• _Directions for this task_
Among the entries below, determine how many lines contain the word "head" and state only that figure.

Data excerpts Block Start

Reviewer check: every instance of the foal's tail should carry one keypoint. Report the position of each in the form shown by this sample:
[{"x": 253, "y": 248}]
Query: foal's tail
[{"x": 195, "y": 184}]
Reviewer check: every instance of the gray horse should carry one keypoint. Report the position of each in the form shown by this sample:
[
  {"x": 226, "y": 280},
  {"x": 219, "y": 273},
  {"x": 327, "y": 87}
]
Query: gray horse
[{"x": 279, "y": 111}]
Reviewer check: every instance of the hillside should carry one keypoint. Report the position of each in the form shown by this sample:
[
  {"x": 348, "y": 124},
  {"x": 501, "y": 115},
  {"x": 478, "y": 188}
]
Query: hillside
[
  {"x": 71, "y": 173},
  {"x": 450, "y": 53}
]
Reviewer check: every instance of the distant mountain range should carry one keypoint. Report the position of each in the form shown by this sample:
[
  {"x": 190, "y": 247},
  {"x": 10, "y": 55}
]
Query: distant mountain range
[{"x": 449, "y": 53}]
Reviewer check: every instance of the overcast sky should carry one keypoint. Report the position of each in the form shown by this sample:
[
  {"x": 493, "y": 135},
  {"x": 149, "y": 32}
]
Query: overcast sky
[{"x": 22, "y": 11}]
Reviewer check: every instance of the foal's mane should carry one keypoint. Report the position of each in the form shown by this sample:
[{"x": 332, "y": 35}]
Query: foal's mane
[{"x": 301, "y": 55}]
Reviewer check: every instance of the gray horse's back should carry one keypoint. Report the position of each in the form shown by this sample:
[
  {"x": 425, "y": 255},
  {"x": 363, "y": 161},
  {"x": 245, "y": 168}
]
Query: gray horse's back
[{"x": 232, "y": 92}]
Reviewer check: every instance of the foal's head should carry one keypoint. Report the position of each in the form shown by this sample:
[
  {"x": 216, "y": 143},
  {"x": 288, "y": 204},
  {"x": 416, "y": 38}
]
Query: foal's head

Data excerpts Block End

• _Answer below_
2